> _EXTRAIT À LIRE_
==============================
Ce texte de Marie-Claude Pendleton est tiré de notre numéro 155.
Incursions
L’intérêt que j’ai toujours eu pour la photographie ancienne m’a amenée à poursuivre mes recherches formelles en ce sens. J’investis plus particulièrement le mouvement pictorialiste du 19e siècle ainsi que le procédé photographique du daguerréotype. Dès lors, le tableau représente en quelque sorte une image disparue, sorte de vestige hors du temps.
Le développement de mon travail s’inscrit dans cette recherche. L’idée du paysage devient à la fois effacement et expérience vécue et cette idée du paysage évolue à travers et dans la mémoire où surgissent les empreintes et les traces de ce qui a disparu. Et, paradoxalement, mon travail témoigne d’un lieu de résistance et de résilience.
==============================
> _LIGNES DE DONNÉES_
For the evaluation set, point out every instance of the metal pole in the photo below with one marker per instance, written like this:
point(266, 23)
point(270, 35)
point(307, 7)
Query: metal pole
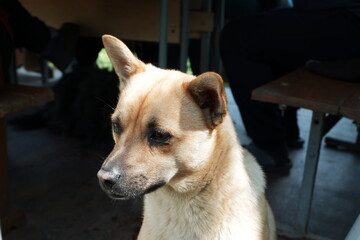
point(219, 24)
point(310, 169)
point(205, 42)
point(184, 41)
point(163, 33)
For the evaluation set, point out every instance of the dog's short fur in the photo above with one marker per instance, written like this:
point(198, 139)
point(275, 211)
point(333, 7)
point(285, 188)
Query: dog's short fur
point(176, 143)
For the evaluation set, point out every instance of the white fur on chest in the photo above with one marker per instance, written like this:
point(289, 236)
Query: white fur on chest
point(229, 212)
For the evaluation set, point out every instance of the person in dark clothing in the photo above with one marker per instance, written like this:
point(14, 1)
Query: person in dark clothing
point(26, 31)
point(257, 49)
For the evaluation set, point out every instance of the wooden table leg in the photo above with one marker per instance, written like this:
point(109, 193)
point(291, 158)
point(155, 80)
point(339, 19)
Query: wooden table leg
point(310, 169)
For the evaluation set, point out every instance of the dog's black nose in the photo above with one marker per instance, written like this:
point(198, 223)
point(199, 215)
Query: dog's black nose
point(108, 178)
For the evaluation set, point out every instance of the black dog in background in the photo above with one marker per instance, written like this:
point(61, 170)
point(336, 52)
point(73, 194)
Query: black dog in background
point(84, 101)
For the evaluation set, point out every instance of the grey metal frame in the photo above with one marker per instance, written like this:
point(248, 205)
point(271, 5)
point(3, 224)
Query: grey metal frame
point(163, 33)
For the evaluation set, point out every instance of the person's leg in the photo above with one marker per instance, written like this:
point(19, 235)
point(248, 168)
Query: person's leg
point(257, 49)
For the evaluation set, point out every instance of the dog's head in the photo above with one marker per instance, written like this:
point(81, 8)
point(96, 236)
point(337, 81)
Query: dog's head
point(163, 125)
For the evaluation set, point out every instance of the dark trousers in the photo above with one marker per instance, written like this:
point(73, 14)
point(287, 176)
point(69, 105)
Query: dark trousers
point(257, 49)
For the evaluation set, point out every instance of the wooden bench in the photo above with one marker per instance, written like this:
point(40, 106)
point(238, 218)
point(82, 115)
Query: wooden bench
point(329, 100)
point(13, 99)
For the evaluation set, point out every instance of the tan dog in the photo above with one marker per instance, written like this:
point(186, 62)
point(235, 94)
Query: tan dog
point(176, 143)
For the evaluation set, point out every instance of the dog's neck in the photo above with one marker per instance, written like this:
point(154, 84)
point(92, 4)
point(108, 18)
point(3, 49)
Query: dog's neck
point(213, 192)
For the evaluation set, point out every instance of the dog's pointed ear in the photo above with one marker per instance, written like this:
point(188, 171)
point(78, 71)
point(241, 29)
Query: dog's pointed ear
point(123, 60)
point(208, 92)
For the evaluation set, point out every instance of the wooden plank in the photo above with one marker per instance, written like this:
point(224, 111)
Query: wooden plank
point(304, 89)
point(15, 98)
point(128, 20)
point(351, 107)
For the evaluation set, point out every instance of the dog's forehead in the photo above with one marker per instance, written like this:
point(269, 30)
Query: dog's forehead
point(150, 92)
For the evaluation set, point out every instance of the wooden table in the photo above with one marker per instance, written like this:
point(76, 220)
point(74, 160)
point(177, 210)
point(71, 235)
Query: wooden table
point(329, 100)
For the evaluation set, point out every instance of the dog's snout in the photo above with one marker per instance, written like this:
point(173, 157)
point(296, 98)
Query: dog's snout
point(108, 178)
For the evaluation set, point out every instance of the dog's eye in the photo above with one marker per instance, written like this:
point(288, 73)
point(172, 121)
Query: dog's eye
point(117, 128)
point(159, 137)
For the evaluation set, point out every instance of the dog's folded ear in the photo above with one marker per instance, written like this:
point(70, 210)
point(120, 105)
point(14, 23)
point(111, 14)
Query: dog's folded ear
point(123, 60)
point(208, 92)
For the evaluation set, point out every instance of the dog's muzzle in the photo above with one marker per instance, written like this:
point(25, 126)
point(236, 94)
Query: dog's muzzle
point(109, 180)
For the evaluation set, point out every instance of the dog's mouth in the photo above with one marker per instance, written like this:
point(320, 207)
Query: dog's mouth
point(117, 196)
point(126, 194)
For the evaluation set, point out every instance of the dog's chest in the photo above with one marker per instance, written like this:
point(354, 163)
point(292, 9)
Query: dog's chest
point(177, 219)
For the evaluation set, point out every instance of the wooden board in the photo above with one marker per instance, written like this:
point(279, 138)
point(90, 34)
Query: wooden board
point(128, 20)
point(304, 89)
point(351, 107)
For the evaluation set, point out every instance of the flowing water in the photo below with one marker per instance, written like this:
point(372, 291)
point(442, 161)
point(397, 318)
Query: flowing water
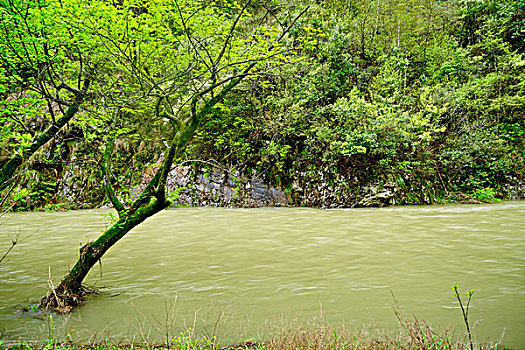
point(238, 269)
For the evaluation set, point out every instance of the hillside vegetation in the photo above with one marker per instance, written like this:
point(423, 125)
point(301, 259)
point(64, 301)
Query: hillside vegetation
point(423, 98)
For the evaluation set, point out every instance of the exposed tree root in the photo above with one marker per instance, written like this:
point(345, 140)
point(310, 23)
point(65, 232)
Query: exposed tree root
point(63, 300)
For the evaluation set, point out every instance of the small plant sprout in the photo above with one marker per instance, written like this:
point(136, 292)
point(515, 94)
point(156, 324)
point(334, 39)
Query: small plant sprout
point(464, 310)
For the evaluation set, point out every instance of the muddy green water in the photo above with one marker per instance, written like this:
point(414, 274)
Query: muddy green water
point(253, 267)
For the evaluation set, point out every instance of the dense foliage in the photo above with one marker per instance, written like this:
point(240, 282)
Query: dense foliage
point(425, 96)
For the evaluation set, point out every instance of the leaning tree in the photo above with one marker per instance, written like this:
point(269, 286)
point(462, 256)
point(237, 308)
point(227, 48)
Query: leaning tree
point(126, 69)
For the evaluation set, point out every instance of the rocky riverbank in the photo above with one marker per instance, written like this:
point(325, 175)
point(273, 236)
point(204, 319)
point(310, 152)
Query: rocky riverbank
point(200, 186)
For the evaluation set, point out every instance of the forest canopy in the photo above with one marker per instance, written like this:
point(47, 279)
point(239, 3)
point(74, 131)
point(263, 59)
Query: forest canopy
point(424, 96)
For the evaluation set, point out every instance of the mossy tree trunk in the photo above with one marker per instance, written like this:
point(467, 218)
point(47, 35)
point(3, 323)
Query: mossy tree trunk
point(70, 291)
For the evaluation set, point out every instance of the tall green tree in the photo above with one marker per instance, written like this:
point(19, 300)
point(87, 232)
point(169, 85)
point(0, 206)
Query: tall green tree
point(44, 79)
point(162, 64)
==============================
> _À VOUS DE JOUER_
**1.** Résumez en une courte liste le paragraphe de l'extrait qui commence par « L’intérêt que j’ai toujours eu », en gardant ses faits principaux.
**2.** Poursuivez l'extrait sur la photographie ancienne et la mémoire du paysage, en partant de sa dernière phrase.
Les lignes sont un matériel à part, sans lien avec l'extrait.

> _CORRIGÉ_
**1.**
- Un intérêt de longue date pour la photographie ancienne oriente les recherches formelles.
- Ces recherches portent surtout sur le mouvement pictorialiste du 19e siècle et sur le daguerréotype.
- Le tableau devient ainsi une image disparue, un vestige hors du temps.

**2.**
J’élabore des repères microscopiques des plaques du daguerréotype. Cet objet clos, fermé sur lui-même, se traduit par une surface peinte en monochrome et en demi-teintes, trames de multiples successions de couches transparentes et opaques. On y retrouve des sédiments de graphites, composés organiques ; fixés dans une matière soluble, peints puis soustraits ; je veux, par ce geste de dépouillement, suggérer à la fois la force et la fragilité.
Ce qui m’intéresse, c’est la sur-fréquentation et l’usure du milieu naturel. Mon regard se porte sur cette anthropisation, et cette incursion me permet des réflexions à la fois critiques et lyriques, une vision et la mise en abyme de ces conséquences. Toutefois, je désire mettre en évidence la beauté de ce territoire en mutation ainsi que dévoiler un sentiment suscité par l’événement plutôt que sa représentation. C’est l’évocation d’une altération morphologique, traces topographiques de la nature. Le tableau devient l’image et le répertoire de ces divers stigmates.
Je tiens donc à explorer l’esthétique de l’usure et la dégradation de la matière qui disparaît. C’est, pour moi, une révélation brutale de ce qui a été et qui n’existe plus, autrement dit, des surfaces de mémoires réanimées à travers des impressions fantomatiques.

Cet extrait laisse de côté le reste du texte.